Collection entries
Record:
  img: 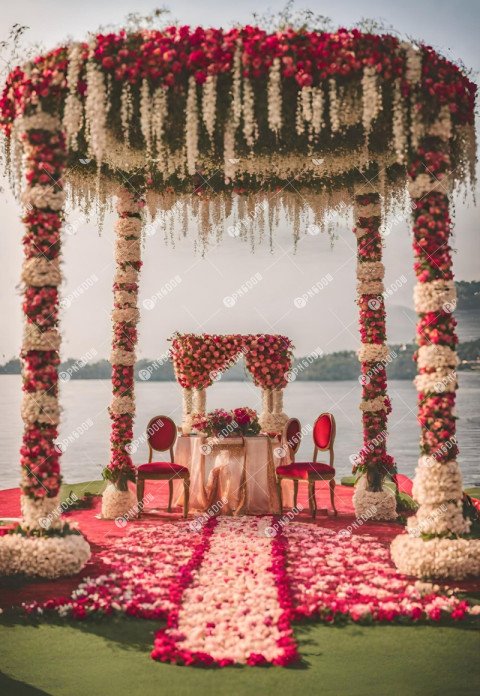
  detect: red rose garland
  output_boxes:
[20,130,66,501]
[103,190,144,490]
[408,138,458,470]
[170,334,293,389]
[353,193,395,491]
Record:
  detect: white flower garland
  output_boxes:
[102,483,138,520]
[357,261,385,281]
[21,392,60,425]
[22,256,62,287]
[112,307,140,324]
[357,280,385,295]
[110,396,135,416]
[413,368,457,394]
[63,44,83,150]
[0,534,90,580]
[358,343,389,362]
[392,80,408,164]
[413,280,457,314]
[115,217,142,238]
[185,76,198,175]
[85,42,108,167]
[417,344,459,370]
[22,322,62,351]
[22,184,65,210]
[120,82,133,145]
[115,237,141,264]
[352,476,397,520]
[412,456,463,505]
[362,66,382,134]
[140,80,152,159]
[202,75,217,140]
[359,396,387,412]
[267,58,282,135]
[110,348,136,367]
[390,534,480,580]
[242,78,258,148]
[328,80,340,133]
[20,495,63,530]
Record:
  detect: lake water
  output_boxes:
[0,372,480,488]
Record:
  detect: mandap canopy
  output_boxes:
[0,26,480,577]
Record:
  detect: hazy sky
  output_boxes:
[0,0,480,361]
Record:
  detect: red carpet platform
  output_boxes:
[0,477,472,608]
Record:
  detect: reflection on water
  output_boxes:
[0,373,480,488]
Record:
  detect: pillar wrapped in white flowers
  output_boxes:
[353,188,397,520]
[102,184,143,519]
[0,110,90,578]
[391,123,480,579]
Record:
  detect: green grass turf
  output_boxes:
[0,618,480,696]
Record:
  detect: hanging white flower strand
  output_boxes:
[152,87,168,174]
[202,75,217,141]
[120,82,133,145]
[312,87,324,135]
[362,65,382,135]
[243,78,258,148]
[232,41,242,128]
[85,39,107,164]
[328,80,340,133]
[63,44,83,150]
[140,80,152,159]
[268,58,282,135]
[392,80,408,163]
[185,77,198,175]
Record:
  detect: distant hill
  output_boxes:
[0,339,480,382]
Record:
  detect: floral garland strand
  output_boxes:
[391,133,480,579]
[353,191,396,519]
[0,112,90,578]
[152,517,298,667]
[102,189,144,518]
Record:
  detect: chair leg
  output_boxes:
[183,479,190,519]
[328,479,338,515]
[137,478,145,517]
[308,481,317,519]
[293,481,298,508]
[167,479,173,512]
[277,479,283,515]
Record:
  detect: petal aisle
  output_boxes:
[152,517,298,667]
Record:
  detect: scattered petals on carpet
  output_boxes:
[20,517,480,667]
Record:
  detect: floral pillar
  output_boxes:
[391,135,480,579]
[102,189,143,519]
[0,112,90,578]
[353,186,396,519]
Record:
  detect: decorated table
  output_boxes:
[175,435,288,515]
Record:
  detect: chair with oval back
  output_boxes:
[276,413,337,518]
[137,416,190,517]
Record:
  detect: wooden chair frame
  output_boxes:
[137,416,190,518]
[277,412,338,519]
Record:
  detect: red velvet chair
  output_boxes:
[137,416,190,517]
[276,413,337,518]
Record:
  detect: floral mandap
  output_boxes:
[0,21,480,578]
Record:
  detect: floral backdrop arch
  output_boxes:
[170,333,293,432]
[0,21,480,577]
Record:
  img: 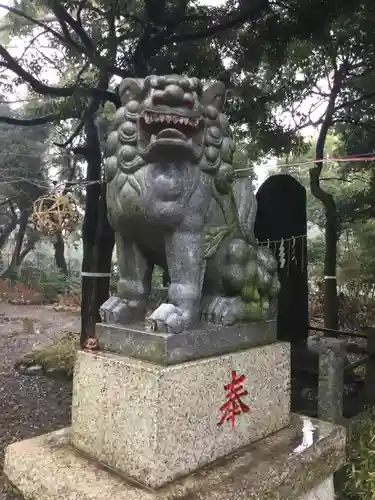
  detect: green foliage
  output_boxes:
[15,333,79,377]
[342,409,375,500]
[15,263,81,301]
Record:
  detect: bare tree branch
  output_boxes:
[164,0,270,44]
[0,45,119,104]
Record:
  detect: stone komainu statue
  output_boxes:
[101,75,279,333]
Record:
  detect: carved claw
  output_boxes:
[202,297,268,326]
[99,297,142,325]
[203,297,245,326]
[147,304,187,333]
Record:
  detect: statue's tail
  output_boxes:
[232,177,257,245]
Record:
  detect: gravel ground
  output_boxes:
[0,304,79,500]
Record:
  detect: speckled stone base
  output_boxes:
[299,476,336,500]
[72,342,290,488]
[95,319,277,365]
[4,417,346,500]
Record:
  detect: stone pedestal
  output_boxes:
[4,327,345,500]
[72,343,290,488]
[4,417,346,500]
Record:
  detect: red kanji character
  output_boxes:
[217,371,250,428]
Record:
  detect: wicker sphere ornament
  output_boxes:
[31,193,79,236]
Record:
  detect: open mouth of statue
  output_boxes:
[139,111,205,158]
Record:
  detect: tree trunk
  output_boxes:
[80,105,114,347]
[0,201,18,249]
[310,63,347,337]
[3,211,29,279]
[53,234,68,276]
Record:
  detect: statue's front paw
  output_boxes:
[147,304,188,333]
[99,297,144,325]
[203,297,245,326]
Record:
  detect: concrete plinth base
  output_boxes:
[72,342,290,488]
[4,417,345,500]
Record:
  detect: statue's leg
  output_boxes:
[202,238,280,326]
[100,233,153,324]
[150,231,205,333]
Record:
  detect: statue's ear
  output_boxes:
[201,82,227,110]
[118,78,145,106]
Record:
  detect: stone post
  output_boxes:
[318,338,345,423]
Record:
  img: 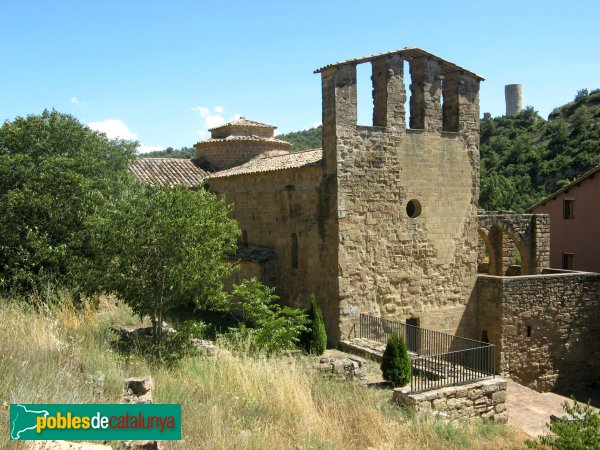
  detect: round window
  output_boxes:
[406,199,421,219]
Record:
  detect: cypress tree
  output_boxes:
[381,333,411,387]
[300,294,327,355]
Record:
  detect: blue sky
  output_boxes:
[0,0,600,150]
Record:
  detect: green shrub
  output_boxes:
[381,333,411,387]
[525,400,600,450]
[114,320,208,366]
[300,294,327,355]
[223,278,306,354]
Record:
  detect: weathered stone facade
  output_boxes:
[477,271,600,391]
[320,49,480,336]
[393,378,508,423]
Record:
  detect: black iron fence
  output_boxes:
[359,314,496,392]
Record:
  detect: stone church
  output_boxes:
[131,48,600,390]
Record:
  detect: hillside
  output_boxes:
[479,89,600,211]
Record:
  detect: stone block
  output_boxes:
[492,391,506,403]
[125,376,154,395]
[494,411,508,423]
[467,388,483,400]
[432,398,448,411]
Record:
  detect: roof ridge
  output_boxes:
[251,148,323,162]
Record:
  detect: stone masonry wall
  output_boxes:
[322,57,479,336]
[210,166,339,343]
[393,378,508,423]
[477,272,600,392]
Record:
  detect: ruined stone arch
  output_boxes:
[477,228,496,275]
[478,221,533,276]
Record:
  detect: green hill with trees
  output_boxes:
[479,89,600,211]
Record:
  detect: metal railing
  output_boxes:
[359,314,496,392]
[410,343,496,393]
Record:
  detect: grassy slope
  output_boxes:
[0,299,523,449]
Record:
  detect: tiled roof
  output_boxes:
[209,149,323,178]
[526,166,600,212]
[129,158,208,187]
[314,47,484,80]
[208,116,277,131]
[232,245,275,262]
[196,136,292,147]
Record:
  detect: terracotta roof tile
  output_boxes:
[208,117,277,131]
[314,47,484,80]
[129,158,209,187]
[196,136,292,147]
[209,149,323,178]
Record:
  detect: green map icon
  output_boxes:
[10,404,50,439]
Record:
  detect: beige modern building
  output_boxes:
[528,166,600,272]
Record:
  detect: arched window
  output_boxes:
[291,233,298,269]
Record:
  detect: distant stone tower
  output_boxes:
[504,84,523,116]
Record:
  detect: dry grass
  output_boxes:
[0,299,524,449]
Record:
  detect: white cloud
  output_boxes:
[304,121,323,131]
[204,114,225,130]
[192,105,241,138]
[138,144,165,153]
[192,106,210,118]
[88,119,137,141]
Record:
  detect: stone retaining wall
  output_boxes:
[477,272,600,392]
[393,378,508,423]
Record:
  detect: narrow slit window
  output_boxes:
[563,199,575,220]
[481,330,490,342]
[563,253,575,270]
[291,233,298,269]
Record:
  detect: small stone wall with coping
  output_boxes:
[393,378,508,423]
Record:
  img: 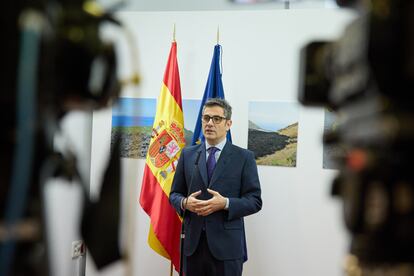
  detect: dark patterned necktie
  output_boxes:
[207,147,219,182]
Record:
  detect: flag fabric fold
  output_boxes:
[139,42,185,271]
[191,44,231,145]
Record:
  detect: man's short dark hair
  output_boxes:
[203,98,231,120]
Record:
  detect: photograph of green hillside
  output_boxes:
[247,102,299,167]
[111,98,201,159]
[322,109,345,169]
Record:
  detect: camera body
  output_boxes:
[298,0,414,268]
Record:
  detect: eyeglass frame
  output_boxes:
[201,114,228,125]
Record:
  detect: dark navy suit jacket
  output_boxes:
[170,141,262,260]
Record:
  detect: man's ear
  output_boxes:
[226,120,233,131]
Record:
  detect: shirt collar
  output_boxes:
[206,138,227,151]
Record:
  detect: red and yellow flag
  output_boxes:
[139,41,185,271]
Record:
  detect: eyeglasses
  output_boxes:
[201,115,227,125]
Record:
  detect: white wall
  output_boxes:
[87,10,352,276]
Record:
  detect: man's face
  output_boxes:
[201,106,232,145]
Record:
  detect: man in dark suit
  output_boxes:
[170,98,262,276]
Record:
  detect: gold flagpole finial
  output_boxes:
[217,25,220,44]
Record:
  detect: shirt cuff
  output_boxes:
[224,197,230,210]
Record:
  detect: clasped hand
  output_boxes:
[184,189,227,216]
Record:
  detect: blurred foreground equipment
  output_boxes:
[0,0,133,276]
[299,0,414,276]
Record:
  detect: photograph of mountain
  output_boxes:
[111,98,201,159]
[247,102,299,167]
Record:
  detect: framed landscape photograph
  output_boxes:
[248,102,299,167]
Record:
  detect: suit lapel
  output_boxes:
[210,141,233,188]
[197,146,208,187]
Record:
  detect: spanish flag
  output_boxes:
[139,41,185,271]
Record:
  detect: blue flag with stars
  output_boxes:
[191,44,231,145]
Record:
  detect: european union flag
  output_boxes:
[191,44,231,145]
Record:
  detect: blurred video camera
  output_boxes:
[299,0,414,275]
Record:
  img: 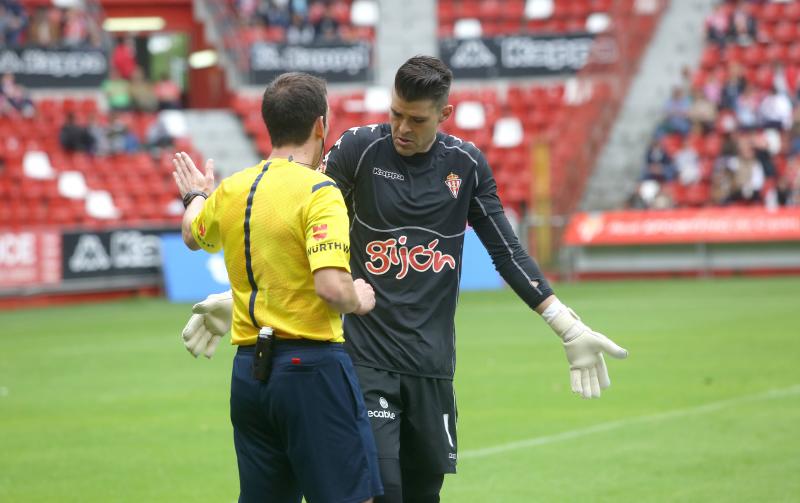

SET PROBLEM:
Count the lines in the rows above that contain the string "blurred", treating uppercase and lowercase as different, and give only the number.

WRITTEN SOLUTION:
2